--- START ---
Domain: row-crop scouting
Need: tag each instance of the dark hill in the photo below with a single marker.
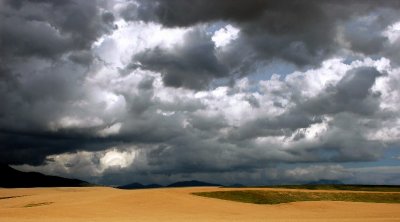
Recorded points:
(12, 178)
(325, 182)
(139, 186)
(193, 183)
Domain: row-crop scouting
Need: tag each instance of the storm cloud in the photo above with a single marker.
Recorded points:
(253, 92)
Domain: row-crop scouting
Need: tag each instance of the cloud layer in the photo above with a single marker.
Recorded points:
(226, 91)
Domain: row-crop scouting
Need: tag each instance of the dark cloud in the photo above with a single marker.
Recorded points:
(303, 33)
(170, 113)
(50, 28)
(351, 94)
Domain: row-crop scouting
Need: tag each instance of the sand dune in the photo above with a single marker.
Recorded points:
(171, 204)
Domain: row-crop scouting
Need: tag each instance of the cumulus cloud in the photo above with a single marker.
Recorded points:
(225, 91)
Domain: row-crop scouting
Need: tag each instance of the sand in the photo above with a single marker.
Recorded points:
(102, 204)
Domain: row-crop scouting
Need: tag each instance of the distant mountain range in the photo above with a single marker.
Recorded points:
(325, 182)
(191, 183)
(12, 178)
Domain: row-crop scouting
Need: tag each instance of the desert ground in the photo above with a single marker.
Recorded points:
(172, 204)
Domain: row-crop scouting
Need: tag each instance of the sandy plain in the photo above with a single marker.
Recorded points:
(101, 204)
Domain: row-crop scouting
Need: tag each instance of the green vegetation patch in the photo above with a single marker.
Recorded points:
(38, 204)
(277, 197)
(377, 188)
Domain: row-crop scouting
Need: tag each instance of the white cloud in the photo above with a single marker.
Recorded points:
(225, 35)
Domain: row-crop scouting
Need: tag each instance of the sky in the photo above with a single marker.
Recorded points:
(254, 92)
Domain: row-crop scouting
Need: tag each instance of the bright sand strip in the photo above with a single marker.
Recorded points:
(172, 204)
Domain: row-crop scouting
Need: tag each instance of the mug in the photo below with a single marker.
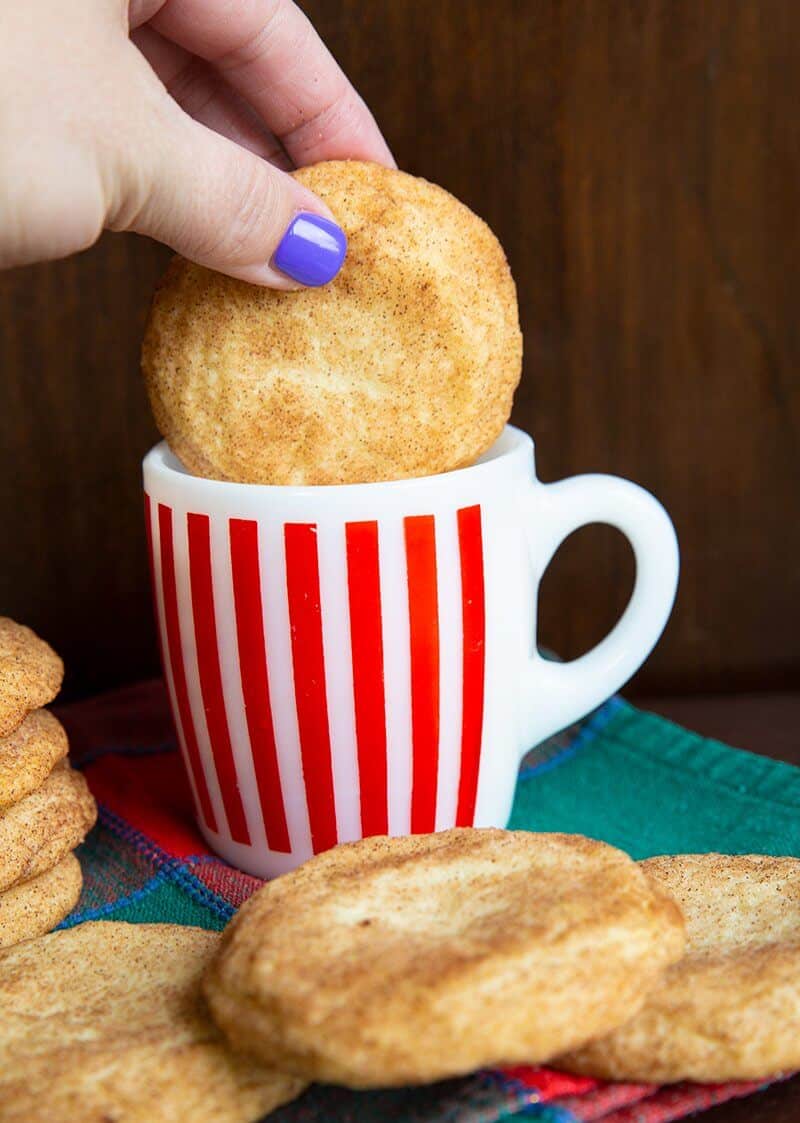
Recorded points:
--- END ---
## [WORK INSTRUCTION]
Your answer must be an exact repeat of the records above, with no pictures in it.

## [REPLY TO THE TASK]
Domain: row-crop scouting
Need: tag each instance of the dark hill in the photo below with a single marker.
Recorded points:
(12, 178)
(325, 182)
(139, 186)
(193, 183)
Domain: row-crop scouting
Need: tag each instance of the storm cloud in the photo above with a single marker.
Recorded points:
(253, 92)
Domain: row-crop scouting
Need: tag each instance of the cloud layer in the photo above with a single marker.
Recorded points:
(226, 91)
Domain: row-crop scouting
Need: tag each instance of the dark cloud in the photo above with a single marker.
Recorded points:
(303, 33)
(170, 113)
(50, 28)
(351, 94)
Domain: row-crop scouting
Need: tag each instance of the sand dune in the photo above with a single marker.
Recorded points:
(171, 204)
Domain: row-crop scouting
Need: tag each instance of the cumulus cloud in the photo above with a single marker.
Recorded points:
(225, 91)
Domain: row-crop scouting
Need: tag each instance of the sand in the photo above with a single marker.
Recorded points:
(102, 204)
Domain: row-crop scouting
Need: tag each instance of the distant mountain range in the photo above with a single marker.
Recorded points:
(325, 182)
(191, 183)
(12, 178)
Domain: row-crop scouting
Need: tag each instance of the desert ground in the photo above with a single marker.
Recorded points:
(172, 204)
Domain: row-crop scouting
Need: tag each instance of the sandy plain in the photo above with a single marker.
Recorded points:
(101, 204)
Domain: row-crop scouting
Need: tag each instance of the green vegetation patch in the photo above with a single marker.
Recorded points:
(38, 204)
(277, 197)
(377, 188)
Domain: row-crop scouting
Need: tag each instance of the white cloud in the photo above with a single marker.
Recorded points:
(225, 35)
Domain: row-crop scouting
Need: tag each instance of the sky in the photo above with a single marker.
Recorded points:
(254, 92)
Domain: row-crop scouting
Need: tag each instance of the bright sand strip in the photo above with a single marker.
Recorded points:
(172, 204)
Domain: row-crop scouting
Need: tag each instance of the mug in the photo below with a single marker.
Recorded points:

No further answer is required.